**TEXTO PROPORCIONADO:**
________

Mostrar o decir, he ahí la cuestión
Vamos con la tercera entrada sobre narrativa y las particularidades del guion. Después de ver que sin conflicto no hay historia y de constatar que «el tamaño sí importa» (cuando hablamos de guion y de novela). Ahora nos adentraremos en cuestiones algo más técnicas que, de nuevo, comparten la narrativa de ficción y el guion.
Cuando una novela nos atrapa como lectores, es cuando al estar leyendo somos capaces de percibir un aroma o un olor que nos están mostrando; o cuando somos capaces de “visualizar” la escena en nuestra mente; o cuando reímos, lloramos o nos enojamos con los personajes por su forma de actuar, como si fueran seres reales que convivieran con nosotros. ¿Os ocurre lo mismo?
Mostrar o decir: he ahí la cuestión
El cine y la televisión son medios de comunicación audiovisual. En ambos se narran historias a través de imágenes y sonidos pero no siempre fue así. Hubo un tiempo en que el cine era mudo, y los cineastas se las tenían que apañar para contar sus historias apoyándose exclusivamente en la imagen y en la inserción de unos breves textos sobre fondo negro.
Algunos dicen que aquella época del mudo, que se extendió durante más de 30 años desde 1895 hasta 1927, es la forma cinematográfica más pura. Y que todo lo que vino después no fue más que una perversión del arte de narrar con imágenes.
Es cierto que, al igual que podemos escuchar la radio mientras conducimos o cocinamos, podemos escuchar los diálogos de una película o serie sin necesidad de mantener nuestra mirada clavada en la pantalla. ¿Es esto cierto? Y si lo es ¿es algo bueno o malo? Vayamos por partes.
El cine ha jugado siempre con la ventaja de que el espectador acude a una sala en la que no puede “cambiar de canal” y en la que, por sus condiciones de luz y ausencia de otras distracciones, poco más se puede hacer aparte de sentarse y ver la película. Es decir, la sala de cine dirige la mirada a la pantalla.

________

**DATOS DISPONIBLES:**

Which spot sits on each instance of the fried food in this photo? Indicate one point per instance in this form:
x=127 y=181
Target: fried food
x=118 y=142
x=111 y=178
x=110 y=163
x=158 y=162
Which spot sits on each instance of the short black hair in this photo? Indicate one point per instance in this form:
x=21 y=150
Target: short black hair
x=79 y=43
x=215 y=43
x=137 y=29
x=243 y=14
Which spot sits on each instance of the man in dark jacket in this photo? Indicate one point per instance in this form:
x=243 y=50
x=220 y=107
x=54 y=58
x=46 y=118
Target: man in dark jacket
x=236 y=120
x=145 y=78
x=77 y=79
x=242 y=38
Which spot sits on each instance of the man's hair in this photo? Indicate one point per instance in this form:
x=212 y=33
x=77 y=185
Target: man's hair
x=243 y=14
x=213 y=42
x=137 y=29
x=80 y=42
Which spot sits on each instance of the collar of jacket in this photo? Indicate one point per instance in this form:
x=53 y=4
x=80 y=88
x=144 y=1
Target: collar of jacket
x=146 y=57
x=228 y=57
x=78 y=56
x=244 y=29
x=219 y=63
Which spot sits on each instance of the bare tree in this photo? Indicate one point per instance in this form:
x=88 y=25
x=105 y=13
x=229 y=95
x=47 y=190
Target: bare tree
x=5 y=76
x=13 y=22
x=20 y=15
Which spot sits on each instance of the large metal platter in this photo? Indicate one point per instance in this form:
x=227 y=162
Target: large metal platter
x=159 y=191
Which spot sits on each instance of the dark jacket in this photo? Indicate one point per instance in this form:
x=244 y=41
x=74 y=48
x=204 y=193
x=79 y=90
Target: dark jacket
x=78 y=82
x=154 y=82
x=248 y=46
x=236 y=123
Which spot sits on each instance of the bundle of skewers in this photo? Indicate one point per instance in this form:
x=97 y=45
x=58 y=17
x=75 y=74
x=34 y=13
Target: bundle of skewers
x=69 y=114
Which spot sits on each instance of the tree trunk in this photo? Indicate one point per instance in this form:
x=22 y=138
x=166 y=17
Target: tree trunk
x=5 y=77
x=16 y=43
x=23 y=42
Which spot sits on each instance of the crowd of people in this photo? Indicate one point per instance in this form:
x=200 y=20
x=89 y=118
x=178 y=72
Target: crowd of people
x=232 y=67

________

**INSTRUCCIONES:**
1. Responde estas preguntas con datos del texto sobre mostrar o decir:
(a) ¿Entre qué años se extendió la época del cine mudo?
(b) ¿Qué número ocupa esta entrada dentro de las dedicadas a narrativa y guion?
(c) ¿Qué dirige la mirada a la pantalla?
2. Por favor, convierte en una lista el párrafo del texto sobre mostrar o decir que empieza con "El cine y la televisión son medios" y conserva sus datos principales.
3. Indica si cada afirmación concuerda con el texto sobre mostrar o decir y cita las palabras que lo deciden:
(a) La época del cine mudo duró más de 30 años.
(b) En la sala de cine el espectador puede cambiar de canal.
(c) La narrativa de ficción y el guion no comparten cuestiones técnicas.
El listado no hace falta para ninguna tarea.

**RESPUESTAS POR TAREA:**
1.
(a) Desde 1895 hasta 1927.
(b) Es la tercera.
(c) La sala de cine.

2.
- El cine y la televisión son medios de comunicación audiovisual.
- Ambos narran historias mediante imágenes y sonidos, aunque no siempre fue así.
- En la época del cine mudo, los cineastas contaban sus historias solo con la imagen y con breves textos insertados sobre fondo negro.

3.
(a) Sí: "que se extendió durante más de 30 años desde 1895 hasta 1927".
(b) No: "el espectador acude a una sala en la que no puede “cambiar de canal”".
(c) No: "cuestiones algo más técnicas que, de nuevo, comparten la narrativa de ficción y el guion".